- [WHAT IS REQUIRED]
Copy out, exactly as given, every line from the line with "For every instance of the wooden" to the end of the listing, both of those lines included.

- [EXCERPTED DATA]
++++++

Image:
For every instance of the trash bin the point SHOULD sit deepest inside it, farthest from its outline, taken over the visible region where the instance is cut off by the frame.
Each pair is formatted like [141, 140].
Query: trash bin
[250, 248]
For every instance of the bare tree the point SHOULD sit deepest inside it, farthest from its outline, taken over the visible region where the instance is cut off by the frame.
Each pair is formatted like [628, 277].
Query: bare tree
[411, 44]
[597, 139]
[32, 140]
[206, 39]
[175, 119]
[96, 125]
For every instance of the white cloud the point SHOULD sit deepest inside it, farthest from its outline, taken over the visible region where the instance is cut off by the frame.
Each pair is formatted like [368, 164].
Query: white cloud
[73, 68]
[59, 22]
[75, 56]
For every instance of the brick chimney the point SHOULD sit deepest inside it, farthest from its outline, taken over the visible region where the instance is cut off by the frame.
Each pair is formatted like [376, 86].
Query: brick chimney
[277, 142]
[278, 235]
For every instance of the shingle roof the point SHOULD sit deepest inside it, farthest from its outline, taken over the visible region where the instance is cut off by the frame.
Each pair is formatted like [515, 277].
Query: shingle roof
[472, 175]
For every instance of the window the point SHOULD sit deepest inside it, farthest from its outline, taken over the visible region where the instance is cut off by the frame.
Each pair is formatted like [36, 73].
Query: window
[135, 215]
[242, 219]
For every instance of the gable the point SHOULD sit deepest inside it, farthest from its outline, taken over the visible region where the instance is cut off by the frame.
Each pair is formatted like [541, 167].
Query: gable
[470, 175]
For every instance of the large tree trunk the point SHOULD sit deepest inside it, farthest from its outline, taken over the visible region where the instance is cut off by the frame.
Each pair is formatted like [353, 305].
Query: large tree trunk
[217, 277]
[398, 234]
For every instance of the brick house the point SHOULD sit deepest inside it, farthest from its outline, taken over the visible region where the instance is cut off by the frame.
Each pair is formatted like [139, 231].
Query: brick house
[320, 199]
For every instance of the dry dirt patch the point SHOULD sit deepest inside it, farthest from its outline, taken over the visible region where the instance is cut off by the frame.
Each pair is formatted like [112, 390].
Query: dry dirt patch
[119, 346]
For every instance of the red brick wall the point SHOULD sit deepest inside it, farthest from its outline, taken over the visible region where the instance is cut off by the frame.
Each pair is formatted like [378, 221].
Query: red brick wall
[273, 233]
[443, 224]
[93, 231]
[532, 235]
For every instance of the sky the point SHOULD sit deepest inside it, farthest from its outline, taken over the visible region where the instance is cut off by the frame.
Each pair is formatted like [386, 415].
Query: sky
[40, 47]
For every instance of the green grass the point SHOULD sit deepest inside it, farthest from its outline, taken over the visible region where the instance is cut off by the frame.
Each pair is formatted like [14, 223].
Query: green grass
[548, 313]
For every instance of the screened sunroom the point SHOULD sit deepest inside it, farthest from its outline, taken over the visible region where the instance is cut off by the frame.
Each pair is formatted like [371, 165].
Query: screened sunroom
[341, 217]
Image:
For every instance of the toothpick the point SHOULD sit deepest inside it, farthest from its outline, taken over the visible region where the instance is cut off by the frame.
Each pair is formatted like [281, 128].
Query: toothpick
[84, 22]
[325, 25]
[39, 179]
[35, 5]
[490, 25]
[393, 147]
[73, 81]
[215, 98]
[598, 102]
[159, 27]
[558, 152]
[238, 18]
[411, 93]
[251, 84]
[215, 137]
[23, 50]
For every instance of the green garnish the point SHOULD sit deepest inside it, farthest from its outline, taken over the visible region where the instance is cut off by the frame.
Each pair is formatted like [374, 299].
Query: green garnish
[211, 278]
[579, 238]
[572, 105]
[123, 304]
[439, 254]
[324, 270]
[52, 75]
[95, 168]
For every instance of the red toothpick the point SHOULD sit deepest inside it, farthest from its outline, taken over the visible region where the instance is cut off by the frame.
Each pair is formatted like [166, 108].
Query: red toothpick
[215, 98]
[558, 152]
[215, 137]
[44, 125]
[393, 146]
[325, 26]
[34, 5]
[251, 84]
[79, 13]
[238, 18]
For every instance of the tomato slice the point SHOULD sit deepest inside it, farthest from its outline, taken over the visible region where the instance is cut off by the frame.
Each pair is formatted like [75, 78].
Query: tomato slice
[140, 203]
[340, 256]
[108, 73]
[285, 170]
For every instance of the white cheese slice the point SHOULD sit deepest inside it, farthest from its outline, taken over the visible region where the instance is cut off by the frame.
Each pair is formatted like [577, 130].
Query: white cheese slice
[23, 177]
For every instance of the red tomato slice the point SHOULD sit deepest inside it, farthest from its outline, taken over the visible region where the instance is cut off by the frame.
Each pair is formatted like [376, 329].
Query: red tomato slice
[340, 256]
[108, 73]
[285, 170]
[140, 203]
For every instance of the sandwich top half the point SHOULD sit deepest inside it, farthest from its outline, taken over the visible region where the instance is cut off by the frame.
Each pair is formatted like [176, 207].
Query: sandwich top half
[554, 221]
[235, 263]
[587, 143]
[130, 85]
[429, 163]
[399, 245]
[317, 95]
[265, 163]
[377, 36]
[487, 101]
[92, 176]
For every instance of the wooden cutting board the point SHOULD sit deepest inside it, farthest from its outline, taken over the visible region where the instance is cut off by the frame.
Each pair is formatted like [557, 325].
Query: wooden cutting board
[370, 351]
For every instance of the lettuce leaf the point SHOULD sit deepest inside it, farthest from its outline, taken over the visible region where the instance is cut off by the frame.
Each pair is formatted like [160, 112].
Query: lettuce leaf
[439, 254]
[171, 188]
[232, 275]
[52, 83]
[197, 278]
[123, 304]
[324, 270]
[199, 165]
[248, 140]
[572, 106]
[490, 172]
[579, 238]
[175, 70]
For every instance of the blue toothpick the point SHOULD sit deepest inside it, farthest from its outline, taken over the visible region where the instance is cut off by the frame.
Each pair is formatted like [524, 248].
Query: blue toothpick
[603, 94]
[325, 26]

++++++

- [ANSWER TO THE EXERCISE]
For every instance of the wooden cutting board the point SHOULD sit deepest inside it, farthest from its outline, taken over the visible region where the instance is cut off by the frame.
Each pair is formatted like [557, 325].
Query: wooden cutting board
[370, 351]
For every instance of the lettuce leaf the point SHOULD sit deepest inside it, farthest from its outline, taken over the visible region where the instance is cut off by the frame.
Each pair is formatted like [160, 112].
Query: lettuce leaf
[439, 254]
[171, 188]
[232, 275]
[52, 83]
[197, 278]
[123, 304]
[324, 270]
[199, 165]
[248, 140]
[572, 106]
[490, 172]
[579, 238]
[175, 70]
For every instance of the blue toothpick the point SHOULD sit deepest inside it, farthest from its outline, taken over the visible region where the instance is cut off by the frame.
Each pair is formatted like [524, 248].
Query: blue toothpick
[603, 94]
[325, 26]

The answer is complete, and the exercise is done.